Directions.
Could you repeat the entries starting at the line containing "Q: Place a marker on the black short-sleeve" and ending with the last entry, replacing "green grassy slope" with "grassy hillside" and leaving everything else unchanged?

Data for the task.
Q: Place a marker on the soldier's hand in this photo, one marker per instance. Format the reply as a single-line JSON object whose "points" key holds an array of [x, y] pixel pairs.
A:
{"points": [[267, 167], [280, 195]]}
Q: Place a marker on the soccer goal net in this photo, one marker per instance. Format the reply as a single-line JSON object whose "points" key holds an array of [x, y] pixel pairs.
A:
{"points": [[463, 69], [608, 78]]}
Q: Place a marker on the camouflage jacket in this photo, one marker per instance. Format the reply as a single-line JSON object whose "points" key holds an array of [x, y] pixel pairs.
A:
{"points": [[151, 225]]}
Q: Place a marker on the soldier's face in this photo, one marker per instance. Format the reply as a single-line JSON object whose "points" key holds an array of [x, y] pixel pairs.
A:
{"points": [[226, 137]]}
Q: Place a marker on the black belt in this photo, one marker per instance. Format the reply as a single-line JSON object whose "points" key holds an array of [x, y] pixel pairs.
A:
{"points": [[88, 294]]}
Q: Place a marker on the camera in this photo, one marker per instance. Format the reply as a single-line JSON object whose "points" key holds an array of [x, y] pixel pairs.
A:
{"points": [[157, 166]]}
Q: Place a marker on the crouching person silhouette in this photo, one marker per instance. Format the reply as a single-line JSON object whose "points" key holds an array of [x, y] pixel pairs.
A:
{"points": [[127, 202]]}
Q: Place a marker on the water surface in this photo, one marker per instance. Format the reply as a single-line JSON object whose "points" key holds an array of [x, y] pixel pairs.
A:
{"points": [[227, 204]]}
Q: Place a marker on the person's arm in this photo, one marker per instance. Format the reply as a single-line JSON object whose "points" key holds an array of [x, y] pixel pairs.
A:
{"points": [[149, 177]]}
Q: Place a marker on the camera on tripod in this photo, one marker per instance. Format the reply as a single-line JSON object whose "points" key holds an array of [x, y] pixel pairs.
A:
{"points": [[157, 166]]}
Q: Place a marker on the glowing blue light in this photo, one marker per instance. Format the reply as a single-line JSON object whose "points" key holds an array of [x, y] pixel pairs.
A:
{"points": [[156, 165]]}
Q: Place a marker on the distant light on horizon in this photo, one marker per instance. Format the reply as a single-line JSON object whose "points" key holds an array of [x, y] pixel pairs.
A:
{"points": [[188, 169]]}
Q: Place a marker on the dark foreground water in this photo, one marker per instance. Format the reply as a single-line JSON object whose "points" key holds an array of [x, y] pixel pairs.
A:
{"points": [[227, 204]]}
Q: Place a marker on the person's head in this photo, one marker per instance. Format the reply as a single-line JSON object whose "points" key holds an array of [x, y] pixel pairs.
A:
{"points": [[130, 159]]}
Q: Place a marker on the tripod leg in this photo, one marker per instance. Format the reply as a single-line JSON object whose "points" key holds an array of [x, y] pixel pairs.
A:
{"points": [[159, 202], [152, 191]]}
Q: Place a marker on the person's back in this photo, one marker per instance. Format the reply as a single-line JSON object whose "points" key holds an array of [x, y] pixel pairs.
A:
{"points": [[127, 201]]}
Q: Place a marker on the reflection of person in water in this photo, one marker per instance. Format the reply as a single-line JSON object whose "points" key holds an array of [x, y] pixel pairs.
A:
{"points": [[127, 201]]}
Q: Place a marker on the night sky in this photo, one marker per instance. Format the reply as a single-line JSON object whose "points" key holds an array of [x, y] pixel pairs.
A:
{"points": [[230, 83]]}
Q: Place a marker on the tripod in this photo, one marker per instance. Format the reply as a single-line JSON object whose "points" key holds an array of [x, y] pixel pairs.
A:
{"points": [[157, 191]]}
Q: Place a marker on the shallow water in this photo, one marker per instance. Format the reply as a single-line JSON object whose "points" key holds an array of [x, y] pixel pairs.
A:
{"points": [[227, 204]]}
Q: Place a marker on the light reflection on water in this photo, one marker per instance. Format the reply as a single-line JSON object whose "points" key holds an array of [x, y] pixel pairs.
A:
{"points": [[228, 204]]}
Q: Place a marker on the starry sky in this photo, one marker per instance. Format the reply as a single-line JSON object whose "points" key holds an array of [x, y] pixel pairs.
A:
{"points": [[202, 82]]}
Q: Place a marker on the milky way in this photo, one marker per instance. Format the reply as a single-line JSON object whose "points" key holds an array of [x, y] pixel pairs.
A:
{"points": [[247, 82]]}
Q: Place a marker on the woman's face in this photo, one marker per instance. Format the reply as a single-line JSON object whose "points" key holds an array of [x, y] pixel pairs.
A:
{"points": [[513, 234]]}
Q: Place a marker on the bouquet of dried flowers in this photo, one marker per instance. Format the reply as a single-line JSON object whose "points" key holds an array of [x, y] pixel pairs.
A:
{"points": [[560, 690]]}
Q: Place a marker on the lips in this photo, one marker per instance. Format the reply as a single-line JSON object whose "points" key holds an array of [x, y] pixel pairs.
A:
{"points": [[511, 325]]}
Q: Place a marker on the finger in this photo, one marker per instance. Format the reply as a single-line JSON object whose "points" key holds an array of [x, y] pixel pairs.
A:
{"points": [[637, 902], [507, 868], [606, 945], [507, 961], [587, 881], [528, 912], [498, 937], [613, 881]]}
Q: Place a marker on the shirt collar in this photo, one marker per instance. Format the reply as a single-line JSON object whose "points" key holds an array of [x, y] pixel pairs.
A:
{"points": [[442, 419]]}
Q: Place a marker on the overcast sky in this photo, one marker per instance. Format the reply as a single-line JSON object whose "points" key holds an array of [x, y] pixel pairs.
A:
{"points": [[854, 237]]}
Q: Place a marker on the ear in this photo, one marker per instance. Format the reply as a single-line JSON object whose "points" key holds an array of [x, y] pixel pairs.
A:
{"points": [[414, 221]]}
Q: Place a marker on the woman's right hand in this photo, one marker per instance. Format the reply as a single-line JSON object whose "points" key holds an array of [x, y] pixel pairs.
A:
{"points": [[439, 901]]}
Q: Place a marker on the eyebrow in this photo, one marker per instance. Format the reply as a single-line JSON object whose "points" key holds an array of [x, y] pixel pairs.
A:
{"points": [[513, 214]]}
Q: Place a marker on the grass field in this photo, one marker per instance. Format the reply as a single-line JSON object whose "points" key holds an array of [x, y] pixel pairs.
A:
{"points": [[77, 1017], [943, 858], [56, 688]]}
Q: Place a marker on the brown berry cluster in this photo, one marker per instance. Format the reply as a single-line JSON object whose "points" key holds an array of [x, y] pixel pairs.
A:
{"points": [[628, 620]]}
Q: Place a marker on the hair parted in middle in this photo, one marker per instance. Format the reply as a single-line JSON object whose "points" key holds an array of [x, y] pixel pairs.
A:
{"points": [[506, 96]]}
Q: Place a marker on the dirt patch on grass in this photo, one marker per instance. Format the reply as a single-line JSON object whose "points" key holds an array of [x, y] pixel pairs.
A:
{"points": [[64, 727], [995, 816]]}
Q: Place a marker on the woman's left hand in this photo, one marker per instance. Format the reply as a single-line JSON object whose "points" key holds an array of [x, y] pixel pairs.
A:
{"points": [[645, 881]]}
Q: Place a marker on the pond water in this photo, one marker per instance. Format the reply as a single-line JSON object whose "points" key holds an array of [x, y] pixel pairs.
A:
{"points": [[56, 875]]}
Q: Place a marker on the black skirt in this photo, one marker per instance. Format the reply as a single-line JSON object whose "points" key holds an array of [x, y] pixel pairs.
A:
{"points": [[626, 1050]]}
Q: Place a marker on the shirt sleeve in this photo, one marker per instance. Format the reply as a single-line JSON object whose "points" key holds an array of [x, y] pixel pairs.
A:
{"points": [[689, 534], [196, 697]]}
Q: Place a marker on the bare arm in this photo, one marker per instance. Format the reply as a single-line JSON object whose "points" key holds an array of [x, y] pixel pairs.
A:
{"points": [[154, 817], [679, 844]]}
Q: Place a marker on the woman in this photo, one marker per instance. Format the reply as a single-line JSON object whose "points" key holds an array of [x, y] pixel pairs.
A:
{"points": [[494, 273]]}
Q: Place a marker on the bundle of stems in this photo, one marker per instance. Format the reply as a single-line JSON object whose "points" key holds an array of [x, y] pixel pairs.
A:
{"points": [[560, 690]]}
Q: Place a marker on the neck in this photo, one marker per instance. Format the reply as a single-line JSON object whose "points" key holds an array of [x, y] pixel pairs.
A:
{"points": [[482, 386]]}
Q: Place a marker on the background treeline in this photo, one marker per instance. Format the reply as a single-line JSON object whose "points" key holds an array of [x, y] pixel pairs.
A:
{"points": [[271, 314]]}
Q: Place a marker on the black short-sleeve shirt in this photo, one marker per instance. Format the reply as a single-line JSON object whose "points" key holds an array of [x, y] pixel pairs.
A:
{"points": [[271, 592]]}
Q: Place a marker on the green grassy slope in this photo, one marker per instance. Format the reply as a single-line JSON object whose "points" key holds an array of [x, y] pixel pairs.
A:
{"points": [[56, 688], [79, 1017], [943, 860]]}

Full answer.
Q: Place a marker on the black short-sleeve shirt in this photo, one marker per instance. Format the reply as a single-line JSON object whose "points" key holds an array of [x, y] pixel pairs.
A:
{"points": [[271, 592]]}
Q: Place a marker on the grassy hillside in this photo, one marker per instance. Format the reply as a single-line JSON object whose "points" key holds an array of [x, y] pixel pairs.
A:
{"points": [[56, 688], [79, 1017], [943, 860]]}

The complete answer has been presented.